▶ _Goal_:
Repeat all of the material below exactly as written, images excluded.

▶ _Provided material_:
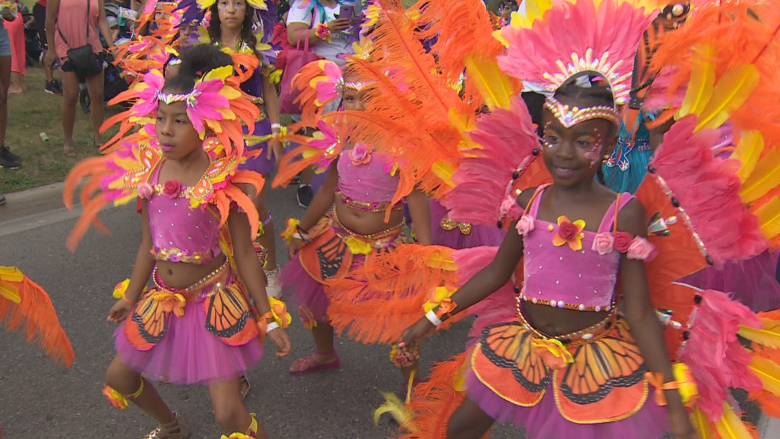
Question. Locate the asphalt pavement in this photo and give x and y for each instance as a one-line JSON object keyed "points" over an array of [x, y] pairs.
{"points": [[39, 400]]}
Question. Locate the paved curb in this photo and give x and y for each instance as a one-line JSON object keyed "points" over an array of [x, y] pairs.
{"points": [[31, 202]]}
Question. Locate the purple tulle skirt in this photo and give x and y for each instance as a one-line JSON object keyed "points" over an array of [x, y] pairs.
{"points": [[479, 235], [260, 164], [544, 420], [188, 353], [752, 282]]}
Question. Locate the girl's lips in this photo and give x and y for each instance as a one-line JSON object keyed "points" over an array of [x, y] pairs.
{"points": [[563, 172]]}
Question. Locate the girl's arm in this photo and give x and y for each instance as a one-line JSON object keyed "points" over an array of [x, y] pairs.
{"points": [[271, 104], [421, 216], [641, 316], [323, 200], [103, 24], [250, 271], [142, 270]]}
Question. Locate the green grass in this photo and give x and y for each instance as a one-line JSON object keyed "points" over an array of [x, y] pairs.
{"points": [[30, 114]]}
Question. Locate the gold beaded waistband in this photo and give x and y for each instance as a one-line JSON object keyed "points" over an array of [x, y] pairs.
{"points": [[576, 338], [206, 286]]}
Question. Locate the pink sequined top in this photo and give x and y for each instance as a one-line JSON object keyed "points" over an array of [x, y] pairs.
{"points": [[180, 233], [559, 276], [364, 182]]}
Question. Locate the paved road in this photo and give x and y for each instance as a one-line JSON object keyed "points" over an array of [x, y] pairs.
{"points": [[39, 400]]}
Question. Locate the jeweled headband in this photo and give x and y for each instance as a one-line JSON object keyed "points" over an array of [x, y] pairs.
{"points": [[570, 116]]}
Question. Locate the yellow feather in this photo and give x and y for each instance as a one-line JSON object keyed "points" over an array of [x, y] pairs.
{"points": [[702, 424], [730, 426], [764, 178], [768, 335], [731, 92], [444, 171], [495, 87], [768, 372], [748, 151], [702, 82], [769, 218]]}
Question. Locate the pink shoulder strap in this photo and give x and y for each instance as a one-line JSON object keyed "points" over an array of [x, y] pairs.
{"points": [[612, 213]]}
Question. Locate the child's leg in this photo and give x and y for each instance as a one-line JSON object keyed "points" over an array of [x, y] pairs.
{"points": [[230, 412], [128, 382], [468, 422]]}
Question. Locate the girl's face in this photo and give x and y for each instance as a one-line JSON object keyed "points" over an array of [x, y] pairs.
{"points": [[352, 99], [178, 138], [231, 13], [574, 155]]}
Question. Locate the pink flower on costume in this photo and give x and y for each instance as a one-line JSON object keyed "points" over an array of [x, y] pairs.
{"points": [[360, 155], [641, 249], [603, 243], [524, 225], [622, 241], [145, 190], [172, 188]]}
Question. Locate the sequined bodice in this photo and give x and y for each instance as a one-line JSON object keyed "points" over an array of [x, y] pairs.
{"points": [[365, 181], [559, 276], [180, 233]]}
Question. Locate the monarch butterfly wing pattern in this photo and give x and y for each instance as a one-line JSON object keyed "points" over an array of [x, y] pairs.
{"points": [[505, 360], [606, 381], [229, 317], [147, 324]]}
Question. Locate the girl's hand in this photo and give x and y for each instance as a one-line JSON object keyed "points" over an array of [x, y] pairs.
{"points": [[275, 150], [283, 346], [338, 24], [412, 337], [680, 424], [294, 247], [119, 311]]}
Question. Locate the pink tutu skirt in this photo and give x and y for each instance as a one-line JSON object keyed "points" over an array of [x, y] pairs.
{"points": [[187, 352], [460, 236], [544, 420]]}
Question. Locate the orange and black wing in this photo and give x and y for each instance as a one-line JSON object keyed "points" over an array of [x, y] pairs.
{"points": [[229, 317], [606, 381], [147, 324], [505, 362]]}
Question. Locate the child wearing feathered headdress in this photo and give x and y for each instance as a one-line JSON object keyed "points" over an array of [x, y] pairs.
{"points": [[196, 324]]}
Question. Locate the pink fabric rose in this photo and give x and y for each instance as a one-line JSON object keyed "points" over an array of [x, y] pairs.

▶ _Exercise result_:
Question. Locate the asphalt pavement in this photo and give x and y for each instance as a one-line JSON object keyed "points" over an array of [x, y] pairs.
{"points": [[39, 400]]}
Question. Locate the paved curb in this photo and give x and y for each instance as a one-line JSON object keyed "points" over an array of [x, y] pairs.
{"points": [[31, 202]]}
Question. Locate the purple tulle skirt in this photo and give x and y for each instance as a one-line JSON object keyed "points" over an array of [x, y] pairs.
{"points": [[479, 235], [260, 164], [544, 420], [188, 353], [752, 282]]}
Question. Locate the girl's lips in this photo and give x and y for each instance as a one-line JSON object keyed "points" over an array of [x, y] pairs.
{"points": [[563, 172]]}
Question. Locate the girl's arm in this photo and give x and y for each instance as a one-line JSON object keyed "points" over an array of [x, y] pairs.
{"points": [[271, 104], [421, 216], [641, 316], [323, 200], [103, 24], [250, 271], [142, 270]]}
Question. Locate the green grass in this photo and give x and y for each instance as a one-line JSON object keyed "points" over an array of [x, y] pairs.
{"points": [[30, 114]]}
Question. Locate the gold beaded waistband in this photo and give x and y for each instance as a one-line JSON object keyed "points" over an array of [x, y] pairs.
{"points": [[576, 338], [206, 286]]}
Question. Locate the pink sequined top in this photo and give x and y for each instance as a one-line JSON object keyed "points" over an array of [x, y] pairs.
{"points": [[180, 233], [559, 276], [364, 182]]}
Question. Locate the paved road in this photo and give x and y for each instance as a one-line JSON object keyed "points" over an array of [x, y] pairs.
{"points": [[39, 400]]}
Question. Locate the jeweled headband in this photo and give x and y for each instance as a one-line JSON object keyed "points" over an array of [x, y] pairs.
{"points": [[570, 116]]}
Question. Locate the yellow feather in this photo and give x and y for each instance as a one-line JSON object keyed "points" over an array of [x, y] pairs.
{"points": [[702, 424], [730, 426], [764, 178], [768, 335], [731, 92], [444, 171], [495, 87], [768, 372], [748, 151], [702, 82], [769, 218]]}
Question. Locate the pink shoulder strap in this photo and give x and y for each instance as a one-line JSON object keyed "points" over an array of [x, y] pairs.
{"points": [[612, 213]]}
Question. Locate the child's leg in this photo and give x and y for each instance as a one-line JSON object keyed "points" over an array of [x, y] pairs.
{"points": [[230, 412], [128, 382], [468, 422]]}
Question. Locate the girl's face in this photo and give x and y for each instance as a one-line JSON object keyed "points" over an array of [x, y] pairs.
{"points": [[352, 99], [178, 138], [231, 13], [574, 155]]}
Question. Locate the pink flower on costume in this photo and give x and y for each instance as a one-line JSON object keyed "points" over an array of [x, y] pairs.
{"points": [[360, 155], [641, 249], [603, 243], [524, 225], [622, 241], [145, 190], [172, 188]]}
Question. Locate the sequined bodice in this photo and give x and y for each instance as a one-line JSON object keyed "points" over an array of [x, y] pairs.
{"points": [[365, 181], [559, 276], [180, 233]]}
Question. Locate the monarch butterfly wing pattern in this photo and give x and y for each instance as a one-line JSON object keyed "points" over an array of [x, y] pairs.
{"points": [[505, 360], [606, 381], [229, 317], [147, 324]]}
Question. Locate the girl's hand in this photo and give x and y for each instance as a one-line JSON object keyed "points" over an array of [x, y] pairs.
{"points": [[275, 150], [283, 346], [338, 24], [412, 337], [680, 424], [294, 247], [119, 311]]}
Question. Locate the pink tutu skirt in this photo and give x and y for each instance as a one-line JSON object keyed "points" over an array of [x, y] pairs.
{"points": [[187, 352], [460, 236], [544, 420]]}
Question. Locate the orange and black wing in this photo and give x and y for each instance as a one-line JSON object keyed "points" over an array of [x, y] pairs.
{"points": [[229, 317], [606, 381], [147, 324], [505, 362]]}
Question. Locate the child wearing feathered headdress in this photo and give x and y for each instance as a one-line JSON object keyed "points" over an array of [x, y] pairs.
{"points": [[196, 324]]}
Question. Locate the pink fabric rose in this photo and give x and y for each instance as a one-line JSON object keyed "points" over an array of [x, y] pairs.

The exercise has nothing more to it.